------ Text shown

Think McCain has a low ACLU score? Check out his NARAL rating (PDF) of 0% for every year since 1999. He did pull 10% in 1998 and 1992, if that matters.

In his televised meeting with Pastor Rick Warren, John McCain said, "I have a 25-year pro-life record in the Congress, in the Senate. And as president of the United States, I will be a pro-life president and this presidency will have pro-life policies. That's my commitment, that's my commitment to you."

In terms of policy, this means a promise to pick judges who will overturn Roe v. Wade.

Joined with Obama in (gay) matrimony

Oddly enough, McCain's conservative position on marriage -- he told Pastor Rick Warren, "A union between man and woman, between one man and one woman, that's my definition of marriage" -- combined with a dose of federalism, has positioned him pretty close to rival Sen. Barack Obama on gay marriage. They both want to leave the matter to the states though, unlike the Illinois senator, McCain supports the Defense of Marriage Act, which bars the federal government from recognizing same-sex marriages and allows states to snub unions sanctified elsewhere.

------------

- [What you need to do]:
**a.** Duplicate the passage on McCain's social positions from "Oddly enough, McCain's" up to and including "unions sanctified elsewhere.".
**b.** In the passage on McCain's social positions, condense the paragraph beginning "Oddly enough, McCain's conservative position" into a short bulleted list that keeps its main facts.
**c.** Extend the passage on McCain's positions on abortion and marriage past its final sentence.

------ Material shown

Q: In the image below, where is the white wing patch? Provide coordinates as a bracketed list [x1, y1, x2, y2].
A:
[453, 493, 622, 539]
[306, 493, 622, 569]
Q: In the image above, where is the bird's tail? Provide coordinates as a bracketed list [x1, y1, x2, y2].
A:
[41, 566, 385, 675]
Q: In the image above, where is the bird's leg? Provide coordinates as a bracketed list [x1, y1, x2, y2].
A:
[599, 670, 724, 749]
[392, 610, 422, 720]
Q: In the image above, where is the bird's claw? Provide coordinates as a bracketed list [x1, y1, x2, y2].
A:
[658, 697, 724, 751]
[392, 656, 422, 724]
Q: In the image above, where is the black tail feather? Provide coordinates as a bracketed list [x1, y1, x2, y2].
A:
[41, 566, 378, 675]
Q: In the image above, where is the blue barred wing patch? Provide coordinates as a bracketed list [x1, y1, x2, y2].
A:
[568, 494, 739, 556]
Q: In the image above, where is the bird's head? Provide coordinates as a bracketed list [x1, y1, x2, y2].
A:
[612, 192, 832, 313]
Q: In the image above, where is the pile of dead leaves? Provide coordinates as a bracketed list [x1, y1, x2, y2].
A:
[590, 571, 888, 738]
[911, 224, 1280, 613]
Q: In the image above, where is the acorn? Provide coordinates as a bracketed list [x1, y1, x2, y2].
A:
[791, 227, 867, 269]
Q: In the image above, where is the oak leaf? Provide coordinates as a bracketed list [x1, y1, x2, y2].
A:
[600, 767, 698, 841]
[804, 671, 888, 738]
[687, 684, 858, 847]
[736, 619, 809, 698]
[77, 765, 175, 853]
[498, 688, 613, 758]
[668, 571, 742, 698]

------------
------ Material shown

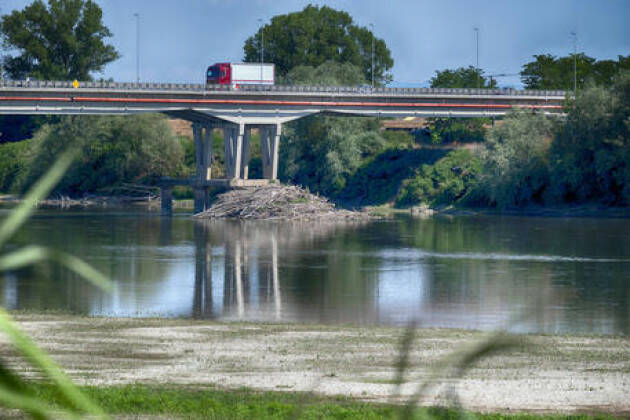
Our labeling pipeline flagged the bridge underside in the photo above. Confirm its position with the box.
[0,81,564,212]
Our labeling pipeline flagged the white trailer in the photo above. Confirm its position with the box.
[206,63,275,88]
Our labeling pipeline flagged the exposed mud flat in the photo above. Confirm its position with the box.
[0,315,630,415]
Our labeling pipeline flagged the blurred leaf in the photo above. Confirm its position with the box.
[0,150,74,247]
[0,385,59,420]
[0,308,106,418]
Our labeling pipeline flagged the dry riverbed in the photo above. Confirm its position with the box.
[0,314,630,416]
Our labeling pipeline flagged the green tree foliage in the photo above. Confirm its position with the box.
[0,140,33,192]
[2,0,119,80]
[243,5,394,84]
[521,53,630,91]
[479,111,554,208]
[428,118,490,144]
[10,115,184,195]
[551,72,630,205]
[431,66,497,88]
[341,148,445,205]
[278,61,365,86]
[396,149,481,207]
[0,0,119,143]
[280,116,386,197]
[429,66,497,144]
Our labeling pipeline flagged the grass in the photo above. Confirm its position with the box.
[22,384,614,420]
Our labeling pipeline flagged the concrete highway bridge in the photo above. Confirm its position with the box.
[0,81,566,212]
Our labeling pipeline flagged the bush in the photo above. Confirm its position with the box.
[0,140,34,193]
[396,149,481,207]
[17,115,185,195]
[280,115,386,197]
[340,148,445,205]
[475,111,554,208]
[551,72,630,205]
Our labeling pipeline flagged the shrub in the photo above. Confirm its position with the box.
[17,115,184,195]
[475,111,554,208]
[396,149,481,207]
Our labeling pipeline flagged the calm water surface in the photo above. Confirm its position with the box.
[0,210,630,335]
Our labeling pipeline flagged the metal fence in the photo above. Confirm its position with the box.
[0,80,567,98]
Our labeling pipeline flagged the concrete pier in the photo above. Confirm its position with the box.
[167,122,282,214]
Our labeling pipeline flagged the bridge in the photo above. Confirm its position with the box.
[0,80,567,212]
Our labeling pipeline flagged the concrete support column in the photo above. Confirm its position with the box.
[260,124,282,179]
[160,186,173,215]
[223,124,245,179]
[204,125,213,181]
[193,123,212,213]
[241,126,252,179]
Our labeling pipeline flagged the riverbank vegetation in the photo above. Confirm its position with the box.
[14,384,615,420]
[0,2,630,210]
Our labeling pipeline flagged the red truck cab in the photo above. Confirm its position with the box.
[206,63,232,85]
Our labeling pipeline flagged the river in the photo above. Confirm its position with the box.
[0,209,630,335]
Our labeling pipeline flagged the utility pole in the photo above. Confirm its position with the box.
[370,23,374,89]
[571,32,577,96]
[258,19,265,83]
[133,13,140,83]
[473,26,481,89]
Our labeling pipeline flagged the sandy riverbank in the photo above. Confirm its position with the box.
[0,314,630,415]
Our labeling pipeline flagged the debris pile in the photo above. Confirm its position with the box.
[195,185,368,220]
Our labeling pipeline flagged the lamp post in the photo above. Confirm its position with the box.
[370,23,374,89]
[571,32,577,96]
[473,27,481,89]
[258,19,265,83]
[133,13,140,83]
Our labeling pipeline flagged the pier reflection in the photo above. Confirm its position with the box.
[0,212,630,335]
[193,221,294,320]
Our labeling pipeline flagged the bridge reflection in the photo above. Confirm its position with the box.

------------

- [Task results]:
**a.**
Oddly enough, McCain's conservative position on marriage -- he told Pastor Rick Warren, "A union between man and woman, between one man and one woman, that's my definition of marriage" -- combined with a dose of federalism, has positioned him pretty close to rival Sen. Barack Obama on gay marriage. They both want to leave the matter to the states though, unlike the Illinois senator, McCain supports the Defense of Marriage Act, which bars the federal government from recognizing same-sex marriages and allows states to snub unions sanctified elsewhere.

**b.**
- McCain told Pastor Rick Warren that marriage is a union between one man and one woman.
- That conservative view, combined with federalism, places him close to rival Sen. Barack Obama on gay marriage, since both want to leave the matter to the states.
- Unlike the Illinois senator, McCain supports the Defense of Marriage Act, which bars the federal government from recognizing same-sex marriages and allows states to refuse to recognize unions sanctified elsewhere.

**c.**
Misfire

On the right to bear arms, John McCain is an enthusiastic Second Amendment supporter who ...

Whoops!

Actually, it was only a few years ago that the NRA was tagging John McCain with a mediocre C+ lifetime rating. (The harder-line Gun Owners of America still gives him an F.) He's a mixed bag on self defense, advocating background checks on private-party sales at gun shows and at least considering bans on inexpensive handguns and so-called "assault weapons."

But he has also voted to block lawsuits intended to bleed firearms manufacturers into bankruptcy, and his Website now specifically denounces bans on assault weapons and high-capacity magazines, and the confiscation of weapons during emergencies (an issue after Hurricane Katrina).

In a year when even former gun-banners seeking the presidency as Democrats have unconvincingly discovered a new-found love for the individual right to bear arms, John McCain is doing his best to sound like Charlton Heston. Well, like Heston did when he was alive.

Put a cork in it

If there is one civil liberties issue that can get people across the political spectrum frothing at the mouth about John McCain, it's his propensity to view criticism by opponents as an abuse of the political system, and to try to ban it in the name of "campaign finance reform." No joke -- McCain once said on Don Imus's radio show, "I would rather have a clean government than one where quote First Amendment rights are being respected, that has become corrupt. If I had my choice, I'd rather have the clean government."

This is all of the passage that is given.